BEGIN LISTED RECORDS

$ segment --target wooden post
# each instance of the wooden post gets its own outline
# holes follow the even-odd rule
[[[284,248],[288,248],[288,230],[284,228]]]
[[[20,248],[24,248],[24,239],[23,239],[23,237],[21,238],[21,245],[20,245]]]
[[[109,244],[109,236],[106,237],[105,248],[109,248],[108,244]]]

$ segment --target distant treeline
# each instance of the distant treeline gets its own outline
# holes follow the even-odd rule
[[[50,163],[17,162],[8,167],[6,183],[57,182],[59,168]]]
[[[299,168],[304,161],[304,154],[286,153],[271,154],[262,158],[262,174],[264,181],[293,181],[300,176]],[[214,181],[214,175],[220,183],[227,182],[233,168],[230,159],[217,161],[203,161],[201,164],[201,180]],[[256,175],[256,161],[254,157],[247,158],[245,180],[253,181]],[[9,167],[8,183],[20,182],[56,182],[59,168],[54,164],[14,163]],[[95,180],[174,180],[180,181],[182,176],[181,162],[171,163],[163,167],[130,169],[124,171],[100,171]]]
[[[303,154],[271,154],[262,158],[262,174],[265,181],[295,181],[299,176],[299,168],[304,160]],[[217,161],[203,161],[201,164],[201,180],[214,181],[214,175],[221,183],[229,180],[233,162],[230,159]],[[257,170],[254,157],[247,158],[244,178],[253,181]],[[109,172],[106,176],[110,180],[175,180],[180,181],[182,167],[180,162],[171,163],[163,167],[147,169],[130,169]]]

END LISTED RECORDS

**WORK INSTRUCTION:** If a line in the material contains "wooden", show it.

**TASK OUTPUT:**
$ segment --target wooden post
# each instance of the wooden post gets its own outline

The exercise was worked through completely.